▶ Exercise aim:
Gather every line in the rows below that contains the string "door", and treat uppercase and lowercase letters as different.

▶ Collected data entries:
========

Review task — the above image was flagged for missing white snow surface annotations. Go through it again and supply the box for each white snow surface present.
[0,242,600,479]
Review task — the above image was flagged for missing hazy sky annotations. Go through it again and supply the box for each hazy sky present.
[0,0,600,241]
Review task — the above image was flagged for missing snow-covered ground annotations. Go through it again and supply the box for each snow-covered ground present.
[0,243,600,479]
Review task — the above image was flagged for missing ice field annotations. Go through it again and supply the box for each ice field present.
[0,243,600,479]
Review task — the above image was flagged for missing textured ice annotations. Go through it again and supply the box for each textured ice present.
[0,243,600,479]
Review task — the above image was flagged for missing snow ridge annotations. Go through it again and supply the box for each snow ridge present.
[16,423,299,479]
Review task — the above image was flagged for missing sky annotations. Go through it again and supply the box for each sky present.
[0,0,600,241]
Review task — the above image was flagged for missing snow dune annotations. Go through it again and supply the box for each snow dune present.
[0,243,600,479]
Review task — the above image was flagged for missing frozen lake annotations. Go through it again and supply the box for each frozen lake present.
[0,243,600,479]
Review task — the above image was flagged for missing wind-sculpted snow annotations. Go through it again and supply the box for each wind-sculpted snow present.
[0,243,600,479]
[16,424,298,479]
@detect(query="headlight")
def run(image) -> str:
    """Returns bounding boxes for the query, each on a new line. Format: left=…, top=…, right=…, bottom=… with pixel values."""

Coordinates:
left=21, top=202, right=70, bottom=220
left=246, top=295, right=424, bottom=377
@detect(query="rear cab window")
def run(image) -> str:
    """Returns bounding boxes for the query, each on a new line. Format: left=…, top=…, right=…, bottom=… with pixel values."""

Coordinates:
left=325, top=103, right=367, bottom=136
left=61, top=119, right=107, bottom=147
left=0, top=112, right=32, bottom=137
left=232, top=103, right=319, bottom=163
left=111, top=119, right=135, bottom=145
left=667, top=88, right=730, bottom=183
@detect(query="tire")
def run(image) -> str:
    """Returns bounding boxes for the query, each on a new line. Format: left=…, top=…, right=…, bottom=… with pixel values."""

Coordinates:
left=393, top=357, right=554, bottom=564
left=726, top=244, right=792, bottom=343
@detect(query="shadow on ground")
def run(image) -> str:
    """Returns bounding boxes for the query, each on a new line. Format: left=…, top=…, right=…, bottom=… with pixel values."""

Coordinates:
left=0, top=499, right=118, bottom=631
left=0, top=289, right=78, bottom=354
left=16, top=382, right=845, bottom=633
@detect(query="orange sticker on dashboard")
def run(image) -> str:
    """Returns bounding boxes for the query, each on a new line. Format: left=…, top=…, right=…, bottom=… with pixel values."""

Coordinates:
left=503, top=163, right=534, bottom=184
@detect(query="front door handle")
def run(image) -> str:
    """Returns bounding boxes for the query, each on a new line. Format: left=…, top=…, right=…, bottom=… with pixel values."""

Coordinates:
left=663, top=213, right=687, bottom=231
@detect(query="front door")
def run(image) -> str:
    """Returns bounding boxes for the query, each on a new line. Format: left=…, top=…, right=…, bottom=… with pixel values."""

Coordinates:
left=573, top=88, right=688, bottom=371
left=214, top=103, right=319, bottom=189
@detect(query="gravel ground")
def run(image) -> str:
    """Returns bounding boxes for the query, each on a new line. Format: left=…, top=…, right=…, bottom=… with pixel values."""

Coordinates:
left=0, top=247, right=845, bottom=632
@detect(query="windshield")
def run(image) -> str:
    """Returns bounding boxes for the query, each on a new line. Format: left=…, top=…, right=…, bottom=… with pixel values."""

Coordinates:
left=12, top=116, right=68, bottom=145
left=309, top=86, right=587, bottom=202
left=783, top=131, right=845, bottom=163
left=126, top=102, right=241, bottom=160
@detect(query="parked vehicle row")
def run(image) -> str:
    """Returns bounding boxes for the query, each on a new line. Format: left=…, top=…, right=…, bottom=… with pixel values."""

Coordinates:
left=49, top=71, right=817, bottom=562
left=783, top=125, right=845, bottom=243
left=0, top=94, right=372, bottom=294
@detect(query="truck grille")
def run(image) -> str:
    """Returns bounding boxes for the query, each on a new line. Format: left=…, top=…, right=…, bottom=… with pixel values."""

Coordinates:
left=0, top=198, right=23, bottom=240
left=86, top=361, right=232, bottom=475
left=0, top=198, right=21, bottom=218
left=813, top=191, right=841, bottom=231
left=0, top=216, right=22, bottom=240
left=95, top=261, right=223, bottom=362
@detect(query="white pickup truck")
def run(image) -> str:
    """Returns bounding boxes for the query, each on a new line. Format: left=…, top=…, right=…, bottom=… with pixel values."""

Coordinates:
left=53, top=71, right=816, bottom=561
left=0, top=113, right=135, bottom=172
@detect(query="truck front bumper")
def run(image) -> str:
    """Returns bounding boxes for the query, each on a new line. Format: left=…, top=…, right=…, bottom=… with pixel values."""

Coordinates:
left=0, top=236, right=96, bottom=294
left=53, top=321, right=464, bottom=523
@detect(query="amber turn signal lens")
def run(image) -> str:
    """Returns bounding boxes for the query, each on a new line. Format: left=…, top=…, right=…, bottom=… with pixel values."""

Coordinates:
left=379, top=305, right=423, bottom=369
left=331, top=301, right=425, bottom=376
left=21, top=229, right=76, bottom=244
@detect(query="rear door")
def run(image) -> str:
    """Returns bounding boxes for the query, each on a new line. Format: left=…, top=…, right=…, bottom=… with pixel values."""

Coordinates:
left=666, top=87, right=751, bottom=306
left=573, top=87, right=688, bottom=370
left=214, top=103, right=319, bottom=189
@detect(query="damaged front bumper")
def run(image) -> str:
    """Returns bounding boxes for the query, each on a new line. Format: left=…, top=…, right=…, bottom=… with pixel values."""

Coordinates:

========

▶ Output:
@detect(query="front door handle")
@detect(query="front door")
@detect(query="rear door")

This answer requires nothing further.